*** Data for this task ***

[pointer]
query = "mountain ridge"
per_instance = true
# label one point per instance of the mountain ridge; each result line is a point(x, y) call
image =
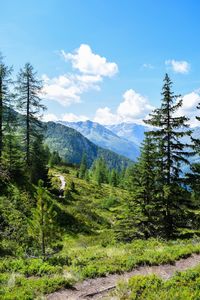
point(105, 138)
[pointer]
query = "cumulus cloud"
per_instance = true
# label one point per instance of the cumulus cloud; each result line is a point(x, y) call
point(49, 117)
point(105, 116)
point(87, 62)
point(68, 88)
point(181, 66)
point(188, 109)
point(133, 108)
point(147, 66)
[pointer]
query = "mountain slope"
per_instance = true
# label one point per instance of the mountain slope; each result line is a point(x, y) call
point(71, 145)
point(105, 138)
point(129, 131)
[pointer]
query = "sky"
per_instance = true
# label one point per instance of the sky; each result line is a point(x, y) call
point(105, 60)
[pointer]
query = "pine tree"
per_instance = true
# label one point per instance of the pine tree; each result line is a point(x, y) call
point(12, 153)
point(42, 226)
point(169, 130)
point(83, 166)
point(29, 103)
point(39, 160)
point(5, 81)
point(141, 214)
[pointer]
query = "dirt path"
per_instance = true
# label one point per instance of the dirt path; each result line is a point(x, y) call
point(98, 288)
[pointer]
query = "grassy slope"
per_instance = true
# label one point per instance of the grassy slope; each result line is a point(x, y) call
point(90, 249)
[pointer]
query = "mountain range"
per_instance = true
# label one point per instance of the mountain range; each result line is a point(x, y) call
point(123, 139)
point(71, 145)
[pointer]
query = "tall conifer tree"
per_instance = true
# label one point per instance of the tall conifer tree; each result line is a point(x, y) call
point(29, 102)
point(169, 130)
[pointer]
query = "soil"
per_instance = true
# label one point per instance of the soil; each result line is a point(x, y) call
point(98, 288)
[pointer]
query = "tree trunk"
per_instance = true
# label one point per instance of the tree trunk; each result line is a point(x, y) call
point(1, 118)
point(28, 124)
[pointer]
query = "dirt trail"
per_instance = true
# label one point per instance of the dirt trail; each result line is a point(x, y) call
point(99, 287)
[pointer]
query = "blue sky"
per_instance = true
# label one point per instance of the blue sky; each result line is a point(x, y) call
point(105, 59)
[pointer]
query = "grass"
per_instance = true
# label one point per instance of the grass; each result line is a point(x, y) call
point(89, 246)
point(182, 286)
point(81, 259)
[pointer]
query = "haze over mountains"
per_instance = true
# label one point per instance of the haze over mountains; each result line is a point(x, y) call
point(123, 139)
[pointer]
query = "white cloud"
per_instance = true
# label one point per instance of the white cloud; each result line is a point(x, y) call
point(147, 66)
point(87, 62)
point(181, 66)
point(70, 117)
point(68, 88)
point(188, 109)
point(105, 116)
point(133, 108)
point(49, 117)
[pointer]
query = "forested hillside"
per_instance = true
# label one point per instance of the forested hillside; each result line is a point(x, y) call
point(71, 146)
point(62, 222)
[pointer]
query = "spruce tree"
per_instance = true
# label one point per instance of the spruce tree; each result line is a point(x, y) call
point(5, 98)
point(29, 103)
point(42, 225)
point(83, 166)
point(169, 129)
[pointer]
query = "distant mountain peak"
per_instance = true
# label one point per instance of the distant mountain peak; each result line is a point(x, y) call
point(105, 137)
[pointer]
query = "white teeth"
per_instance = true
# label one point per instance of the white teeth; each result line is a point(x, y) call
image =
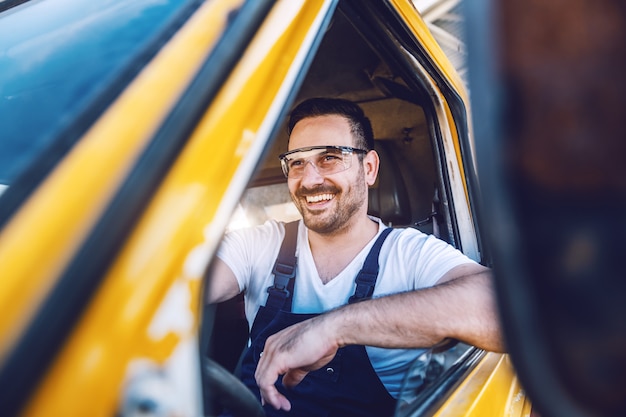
point(318, 198)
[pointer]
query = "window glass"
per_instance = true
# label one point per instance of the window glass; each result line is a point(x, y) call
point(59, 57)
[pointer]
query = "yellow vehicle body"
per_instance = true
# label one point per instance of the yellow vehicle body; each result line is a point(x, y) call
point(145, 309)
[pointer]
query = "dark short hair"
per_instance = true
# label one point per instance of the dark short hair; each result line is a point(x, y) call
point(360, 125)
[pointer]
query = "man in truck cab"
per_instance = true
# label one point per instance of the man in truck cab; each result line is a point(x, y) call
point(340, 305)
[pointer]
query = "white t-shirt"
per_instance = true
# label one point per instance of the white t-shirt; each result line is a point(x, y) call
point(409, 260)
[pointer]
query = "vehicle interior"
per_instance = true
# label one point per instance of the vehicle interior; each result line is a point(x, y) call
point(411, 190)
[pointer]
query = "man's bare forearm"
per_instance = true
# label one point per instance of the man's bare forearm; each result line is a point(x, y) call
point(462, 308)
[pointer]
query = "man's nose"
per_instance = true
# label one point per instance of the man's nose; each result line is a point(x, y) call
point(310, 175)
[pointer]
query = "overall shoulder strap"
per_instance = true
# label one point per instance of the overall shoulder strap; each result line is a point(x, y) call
point(366, 279)
point(284, 270)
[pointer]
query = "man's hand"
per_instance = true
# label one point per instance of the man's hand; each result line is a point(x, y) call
point(293, 353)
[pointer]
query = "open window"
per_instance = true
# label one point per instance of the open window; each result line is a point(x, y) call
point(361, 59)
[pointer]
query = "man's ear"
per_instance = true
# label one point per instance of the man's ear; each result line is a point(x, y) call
point(371, 161)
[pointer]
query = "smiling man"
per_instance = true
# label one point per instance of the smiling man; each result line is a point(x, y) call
point(337, 336)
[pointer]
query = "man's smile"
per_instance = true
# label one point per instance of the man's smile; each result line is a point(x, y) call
point(319, 198)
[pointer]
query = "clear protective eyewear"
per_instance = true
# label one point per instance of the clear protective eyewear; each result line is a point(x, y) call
point(325, 159)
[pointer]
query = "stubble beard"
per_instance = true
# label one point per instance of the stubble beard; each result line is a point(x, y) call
point(346, 205)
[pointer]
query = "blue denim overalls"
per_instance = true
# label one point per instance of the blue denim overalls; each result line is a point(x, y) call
point(348, 385)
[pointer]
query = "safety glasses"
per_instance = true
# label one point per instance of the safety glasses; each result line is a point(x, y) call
point(325, 159)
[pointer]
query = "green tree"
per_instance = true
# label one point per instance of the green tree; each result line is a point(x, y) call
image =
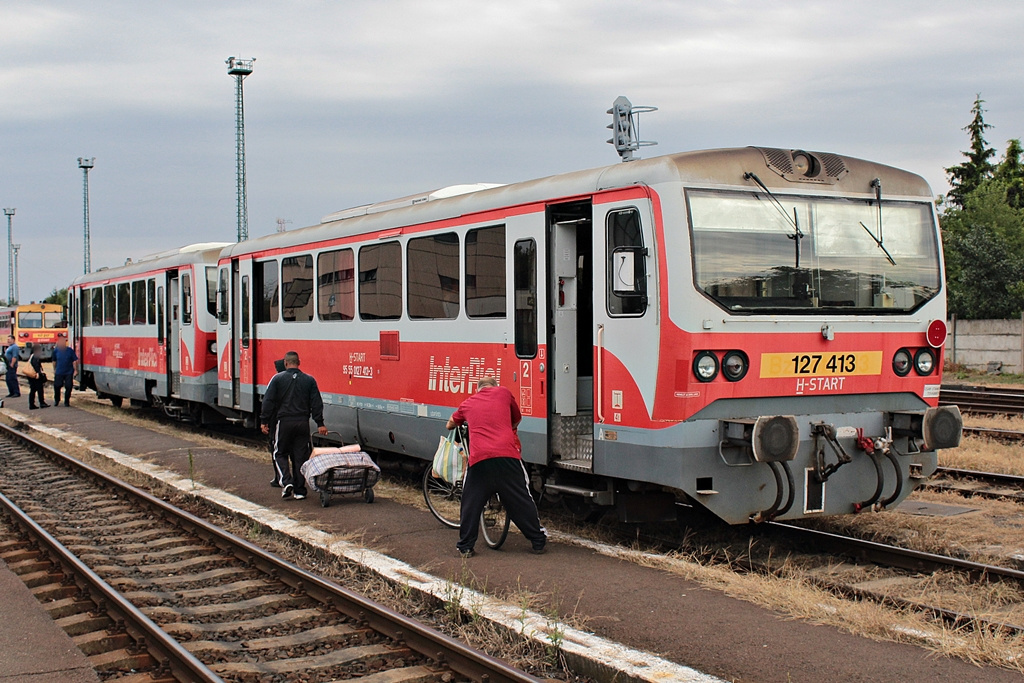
point(966, 177)
point(57, 296)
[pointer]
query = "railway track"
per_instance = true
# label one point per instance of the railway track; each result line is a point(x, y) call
point(142, 585)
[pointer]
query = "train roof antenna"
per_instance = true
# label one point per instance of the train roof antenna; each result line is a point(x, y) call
point(626, 128)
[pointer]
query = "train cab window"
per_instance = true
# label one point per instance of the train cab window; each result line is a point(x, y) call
point(97, 305)
point(244, 304)
point(485, 272)
point(524, 280)
point(110, 304)
point(185, 298)
point(124, 303)
point(222, 296)
point(627, 278)
point(211, 290)
point(266, 284)
point(297, 283)
point(160, 314)
point(151, 300)
point(433, 276)
point(336, 285)
point(138, 302)
point(380, 282)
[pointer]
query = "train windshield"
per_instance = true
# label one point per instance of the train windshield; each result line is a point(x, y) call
point(813, 254)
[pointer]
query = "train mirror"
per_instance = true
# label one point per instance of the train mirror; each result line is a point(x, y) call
point(626, 262)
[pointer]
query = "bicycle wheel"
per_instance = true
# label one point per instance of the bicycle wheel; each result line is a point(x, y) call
point(495, 522)
point(443, 499)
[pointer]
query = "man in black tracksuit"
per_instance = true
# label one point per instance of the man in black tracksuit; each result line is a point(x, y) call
point(292, 398)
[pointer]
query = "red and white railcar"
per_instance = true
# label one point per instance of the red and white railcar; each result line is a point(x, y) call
point(145, 331)
point(756, 330)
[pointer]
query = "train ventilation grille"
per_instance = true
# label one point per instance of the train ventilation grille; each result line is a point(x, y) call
point(800, 166)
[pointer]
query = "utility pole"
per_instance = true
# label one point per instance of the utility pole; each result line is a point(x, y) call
point(85, 165)
point(17, 288)
point(239, 69)
point(10, 257)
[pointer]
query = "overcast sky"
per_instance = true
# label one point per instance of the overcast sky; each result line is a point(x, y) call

*** End of Data for this task ***

Exercise:
Say how many of the lines above include the string "ridge", and give no other words.

Exercise result:
2